## [The data]
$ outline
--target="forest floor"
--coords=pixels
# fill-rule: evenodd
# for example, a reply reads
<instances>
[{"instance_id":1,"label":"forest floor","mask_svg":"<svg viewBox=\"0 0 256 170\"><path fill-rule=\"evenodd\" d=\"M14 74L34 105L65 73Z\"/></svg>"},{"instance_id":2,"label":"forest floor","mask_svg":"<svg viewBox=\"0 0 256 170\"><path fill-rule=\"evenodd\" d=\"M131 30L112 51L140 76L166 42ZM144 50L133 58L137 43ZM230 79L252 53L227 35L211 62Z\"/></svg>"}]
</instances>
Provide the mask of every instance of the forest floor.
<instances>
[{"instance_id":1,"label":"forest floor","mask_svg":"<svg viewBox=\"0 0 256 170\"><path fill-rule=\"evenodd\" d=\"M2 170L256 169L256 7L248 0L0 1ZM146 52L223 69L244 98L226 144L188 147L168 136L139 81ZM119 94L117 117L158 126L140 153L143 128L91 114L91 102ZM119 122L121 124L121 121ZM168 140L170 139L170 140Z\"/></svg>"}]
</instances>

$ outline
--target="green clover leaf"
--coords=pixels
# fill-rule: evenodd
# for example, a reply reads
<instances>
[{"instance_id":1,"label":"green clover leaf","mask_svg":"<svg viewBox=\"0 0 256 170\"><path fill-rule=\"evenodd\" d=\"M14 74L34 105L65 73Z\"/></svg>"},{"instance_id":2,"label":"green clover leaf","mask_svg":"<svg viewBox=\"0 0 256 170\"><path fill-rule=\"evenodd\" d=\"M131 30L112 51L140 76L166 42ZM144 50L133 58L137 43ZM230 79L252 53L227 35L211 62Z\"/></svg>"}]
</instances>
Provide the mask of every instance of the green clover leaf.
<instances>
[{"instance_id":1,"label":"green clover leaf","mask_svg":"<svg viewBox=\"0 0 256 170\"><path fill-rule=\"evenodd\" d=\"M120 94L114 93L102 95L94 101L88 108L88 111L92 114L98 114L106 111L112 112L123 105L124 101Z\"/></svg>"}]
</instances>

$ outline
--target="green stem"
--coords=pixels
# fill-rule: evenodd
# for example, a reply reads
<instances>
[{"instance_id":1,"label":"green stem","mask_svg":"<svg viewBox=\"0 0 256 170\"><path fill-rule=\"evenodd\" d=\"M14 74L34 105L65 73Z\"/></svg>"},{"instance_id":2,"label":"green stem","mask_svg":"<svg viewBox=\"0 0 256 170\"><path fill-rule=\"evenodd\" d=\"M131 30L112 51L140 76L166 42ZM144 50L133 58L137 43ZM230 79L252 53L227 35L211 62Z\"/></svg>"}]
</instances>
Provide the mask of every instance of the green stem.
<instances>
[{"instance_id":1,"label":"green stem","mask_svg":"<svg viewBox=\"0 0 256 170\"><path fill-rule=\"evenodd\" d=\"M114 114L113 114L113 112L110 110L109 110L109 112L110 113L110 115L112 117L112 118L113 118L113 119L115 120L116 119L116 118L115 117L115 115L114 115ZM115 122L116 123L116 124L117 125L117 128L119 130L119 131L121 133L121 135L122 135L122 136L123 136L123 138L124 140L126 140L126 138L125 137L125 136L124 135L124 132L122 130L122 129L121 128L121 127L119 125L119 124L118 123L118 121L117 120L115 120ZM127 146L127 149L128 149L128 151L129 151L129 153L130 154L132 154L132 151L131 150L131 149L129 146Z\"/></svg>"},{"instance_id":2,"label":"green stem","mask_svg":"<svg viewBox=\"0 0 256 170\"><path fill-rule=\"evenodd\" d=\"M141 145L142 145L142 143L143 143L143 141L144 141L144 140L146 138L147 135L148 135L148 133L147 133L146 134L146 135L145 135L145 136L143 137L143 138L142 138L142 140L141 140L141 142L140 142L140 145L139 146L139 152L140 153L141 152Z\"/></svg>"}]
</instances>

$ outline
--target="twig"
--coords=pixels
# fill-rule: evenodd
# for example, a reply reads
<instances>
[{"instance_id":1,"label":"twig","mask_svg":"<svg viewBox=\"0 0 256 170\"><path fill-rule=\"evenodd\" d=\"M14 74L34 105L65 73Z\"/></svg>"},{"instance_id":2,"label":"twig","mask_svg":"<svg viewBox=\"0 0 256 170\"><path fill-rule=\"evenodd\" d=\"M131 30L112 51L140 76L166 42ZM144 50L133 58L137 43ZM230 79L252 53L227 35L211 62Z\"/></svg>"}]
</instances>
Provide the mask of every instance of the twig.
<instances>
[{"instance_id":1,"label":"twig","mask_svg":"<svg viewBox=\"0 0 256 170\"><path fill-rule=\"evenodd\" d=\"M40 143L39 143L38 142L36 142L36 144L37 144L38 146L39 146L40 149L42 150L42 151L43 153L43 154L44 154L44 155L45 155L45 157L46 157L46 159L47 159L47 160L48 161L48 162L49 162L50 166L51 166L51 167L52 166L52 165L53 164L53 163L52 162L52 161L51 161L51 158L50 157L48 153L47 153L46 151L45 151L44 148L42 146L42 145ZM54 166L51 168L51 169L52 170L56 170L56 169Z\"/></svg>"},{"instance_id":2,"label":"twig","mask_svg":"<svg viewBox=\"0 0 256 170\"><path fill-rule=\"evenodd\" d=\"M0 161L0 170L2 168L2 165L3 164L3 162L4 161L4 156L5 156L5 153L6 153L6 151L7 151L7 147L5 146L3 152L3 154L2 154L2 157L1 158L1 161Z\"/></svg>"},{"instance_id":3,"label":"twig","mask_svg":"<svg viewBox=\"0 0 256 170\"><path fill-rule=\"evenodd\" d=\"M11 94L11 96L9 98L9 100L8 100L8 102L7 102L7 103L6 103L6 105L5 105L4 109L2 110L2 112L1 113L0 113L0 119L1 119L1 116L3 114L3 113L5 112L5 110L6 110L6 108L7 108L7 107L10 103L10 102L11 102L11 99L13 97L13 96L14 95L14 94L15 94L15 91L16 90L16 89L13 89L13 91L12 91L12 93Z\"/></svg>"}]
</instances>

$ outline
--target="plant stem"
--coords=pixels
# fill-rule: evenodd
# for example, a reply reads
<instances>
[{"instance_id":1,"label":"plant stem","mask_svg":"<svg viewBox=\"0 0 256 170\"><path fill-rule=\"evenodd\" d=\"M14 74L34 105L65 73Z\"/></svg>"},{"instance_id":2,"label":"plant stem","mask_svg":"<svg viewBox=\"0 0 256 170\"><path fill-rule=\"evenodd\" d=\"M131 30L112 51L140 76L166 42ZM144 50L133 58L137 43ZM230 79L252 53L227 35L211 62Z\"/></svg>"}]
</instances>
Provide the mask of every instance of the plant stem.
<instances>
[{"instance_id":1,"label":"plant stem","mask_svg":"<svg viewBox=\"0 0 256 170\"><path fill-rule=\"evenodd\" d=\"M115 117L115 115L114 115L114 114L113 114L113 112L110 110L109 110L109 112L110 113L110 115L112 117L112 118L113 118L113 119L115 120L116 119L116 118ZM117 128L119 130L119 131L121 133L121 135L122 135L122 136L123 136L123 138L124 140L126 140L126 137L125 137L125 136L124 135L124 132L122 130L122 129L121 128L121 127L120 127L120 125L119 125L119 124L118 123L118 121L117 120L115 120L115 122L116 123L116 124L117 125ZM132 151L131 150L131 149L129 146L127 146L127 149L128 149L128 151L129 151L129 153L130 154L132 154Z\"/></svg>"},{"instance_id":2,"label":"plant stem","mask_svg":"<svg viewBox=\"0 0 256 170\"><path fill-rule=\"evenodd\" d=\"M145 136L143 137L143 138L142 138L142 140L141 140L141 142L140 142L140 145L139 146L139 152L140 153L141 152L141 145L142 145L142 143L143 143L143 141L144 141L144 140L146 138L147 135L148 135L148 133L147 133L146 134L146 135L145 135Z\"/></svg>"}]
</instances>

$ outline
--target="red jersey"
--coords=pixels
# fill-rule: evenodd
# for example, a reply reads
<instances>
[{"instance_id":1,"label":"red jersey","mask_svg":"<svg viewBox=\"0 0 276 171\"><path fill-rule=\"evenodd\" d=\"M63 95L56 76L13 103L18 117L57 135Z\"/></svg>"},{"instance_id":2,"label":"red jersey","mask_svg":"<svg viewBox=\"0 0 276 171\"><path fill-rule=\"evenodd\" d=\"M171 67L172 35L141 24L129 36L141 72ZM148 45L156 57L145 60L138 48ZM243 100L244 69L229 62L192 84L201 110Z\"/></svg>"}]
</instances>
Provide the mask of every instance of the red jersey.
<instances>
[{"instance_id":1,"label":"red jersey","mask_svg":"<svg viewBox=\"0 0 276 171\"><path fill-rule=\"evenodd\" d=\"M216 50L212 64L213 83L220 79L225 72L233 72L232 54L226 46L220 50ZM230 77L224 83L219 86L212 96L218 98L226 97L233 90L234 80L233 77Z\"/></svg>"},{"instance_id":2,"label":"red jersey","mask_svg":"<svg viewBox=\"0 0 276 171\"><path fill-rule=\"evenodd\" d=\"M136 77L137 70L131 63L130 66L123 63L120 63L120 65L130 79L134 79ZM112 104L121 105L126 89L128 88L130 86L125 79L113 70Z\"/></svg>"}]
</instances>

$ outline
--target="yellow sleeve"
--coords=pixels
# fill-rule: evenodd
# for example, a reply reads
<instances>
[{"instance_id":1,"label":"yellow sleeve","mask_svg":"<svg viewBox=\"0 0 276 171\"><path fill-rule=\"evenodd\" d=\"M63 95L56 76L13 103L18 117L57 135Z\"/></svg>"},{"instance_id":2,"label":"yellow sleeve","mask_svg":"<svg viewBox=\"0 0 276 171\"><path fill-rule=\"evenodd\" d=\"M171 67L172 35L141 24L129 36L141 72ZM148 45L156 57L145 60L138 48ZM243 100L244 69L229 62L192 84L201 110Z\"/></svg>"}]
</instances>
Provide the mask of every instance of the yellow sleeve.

## [Exercise directions]
Pull out each line above that contains the word "Provide".

## [Answer to this task]
Provide the mask of every instance of the forest floor.
Provide the mask of every instance of the green clover leaf.
Provide the mask of every instance of the green stem.
Provide the mask of every instance of the twig.
Provide the mask of every instance of the plant stem.
Provide the mask of every instance of the red jersey.
Provide the mask of every instance of the yellow sleeve.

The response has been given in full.